-- PROVIDED PASSAGE --
----

The Environmentalist Paradox: The World Trade Organization's Challenges. (Environment)
Sampson, Gary P., Harvard International Review
The World Trade Organization (WTO) and its predecessor, the General Agreement on Tariffs and Trade (GATT), have been remarkably successful for 50 years at doing what governments mandated them to do: liberalize world trade and conduct it according to multilateral rules based on nondiscrimination. However, both the process of trade liberalization and the nondiscriminatory manner in which trade is conducted are now under attack, at times violently.
While environmental nongovernmental organizations (NGOs) have regularly voiced their dissatisfaction with those areas that trade officials see as the greatest contribution of the GATT and the WTO to global welfare, including trade liberalization and nondiscrimination, stakes have increased considerably in recent years. For governments advocating a new round of multilateral trade negotiations, agreeing on an agenda for trade and environment has emerged as principal areas of controversy.
At the most fundamental level, many environmentalists argue that the WTO should employ broader criteria to evaluate the multilateral trading system. In particular, the goal of sustainable development--a major concern to many environmentalists, UN agreements, and organizations--is said to be inextricably linked with the international economic system and should provide the common moral and legal underpinnings for the global economy. But while achieving sustainable development is indeed a principal objective of the WTO, and has been identified as such in the preamble to the agreement establishing the WTO, it does not appear in the legally binding rights and obligations that comprise the agreement's substance. As desirable as the goal of promoting sustainable development may be, the important question is what mechanisms would enable its integration into the legally binding instruments of the WTO. Various proposals describing how this could be done have been put forward, some of which would also profoundly alter t he manner in which the WTO functions. The challenge is to identify policy options for future negotiations that would provide an acceptable agenda for all WTO members, satisfy the demands of environmental groups, and preserve the well-functioning characteristics of the rules-based trading system.

----

-- WORK INSTRUCTION --
According to the article on the WTO and environmental groups, where is sustainable development identified as a principal objective of the WTO?

-- DATA BELOW --
----

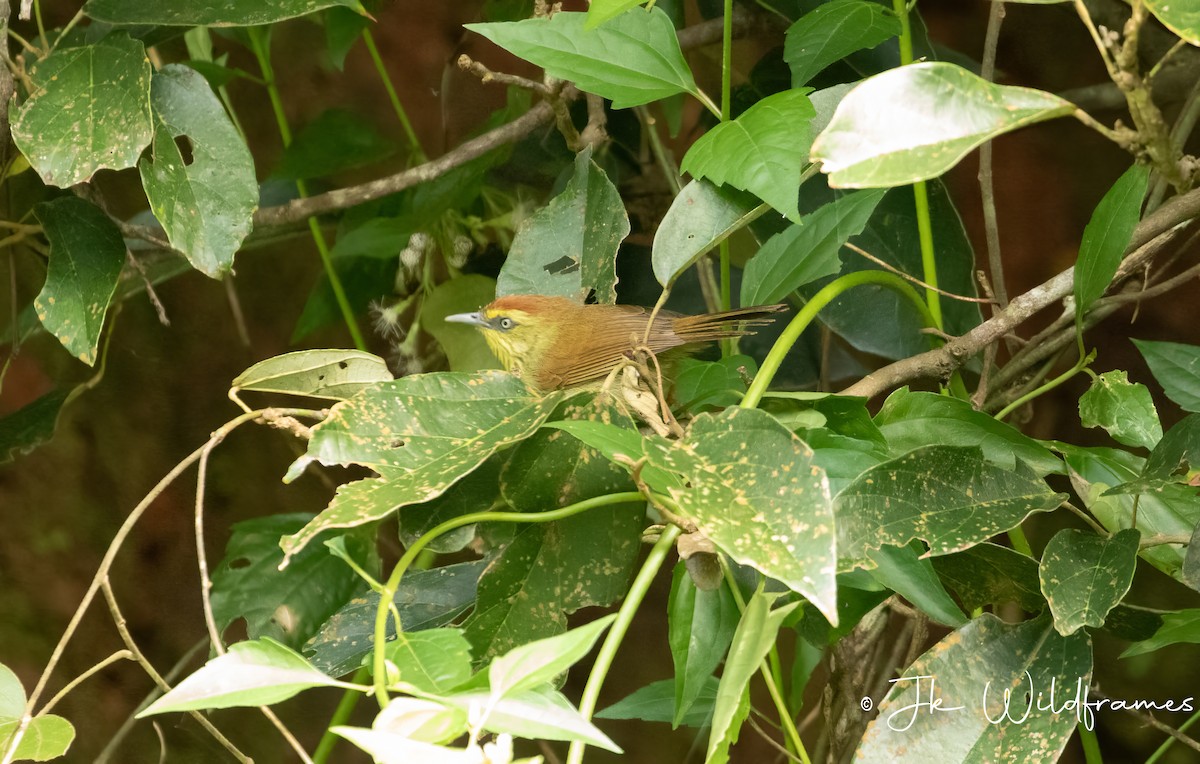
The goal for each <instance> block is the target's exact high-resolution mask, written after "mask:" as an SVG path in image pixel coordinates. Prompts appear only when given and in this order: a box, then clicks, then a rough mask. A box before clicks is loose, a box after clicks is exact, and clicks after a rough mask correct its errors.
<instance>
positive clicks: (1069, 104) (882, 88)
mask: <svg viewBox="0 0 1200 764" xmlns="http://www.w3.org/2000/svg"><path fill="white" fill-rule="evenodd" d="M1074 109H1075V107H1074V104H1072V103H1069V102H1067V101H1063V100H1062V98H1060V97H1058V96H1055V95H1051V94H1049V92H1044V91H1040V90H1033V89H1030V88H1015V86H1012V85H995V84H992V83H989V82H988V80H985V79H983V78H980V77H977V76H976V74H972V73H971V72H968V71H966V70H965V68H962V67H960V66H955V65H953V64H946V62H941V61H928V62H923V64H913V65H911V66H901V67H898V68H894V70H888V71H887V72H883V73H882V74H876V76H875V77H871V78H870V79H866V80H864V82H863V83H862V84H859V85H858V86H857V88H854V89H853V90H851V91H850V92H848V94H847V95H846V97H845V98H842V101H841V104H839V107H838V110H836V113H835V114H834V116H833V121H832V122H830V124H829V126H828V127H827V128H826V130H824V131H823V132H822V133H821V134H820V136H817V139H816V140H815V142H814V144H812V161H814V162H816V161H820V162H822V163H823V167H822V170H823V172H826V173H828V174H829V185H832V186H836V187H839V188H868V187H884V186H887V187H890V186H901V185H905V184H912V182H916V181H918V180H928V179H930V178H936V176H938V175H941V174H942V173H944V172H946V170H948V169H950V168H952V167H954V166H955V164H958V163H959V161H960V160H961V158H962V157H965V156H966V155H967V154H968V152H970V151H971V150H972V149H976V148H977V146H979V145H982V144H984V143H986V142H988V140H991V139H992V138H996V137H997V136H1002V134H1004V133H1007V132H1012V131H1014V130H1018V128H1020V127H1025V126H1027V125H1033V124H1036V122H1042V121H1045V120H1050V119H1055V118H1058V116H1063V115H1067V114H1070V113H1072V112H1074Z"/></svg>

----

-- ANSWER TO THIS PROBLEM --
In the preamble to the agreement establishing the WTO.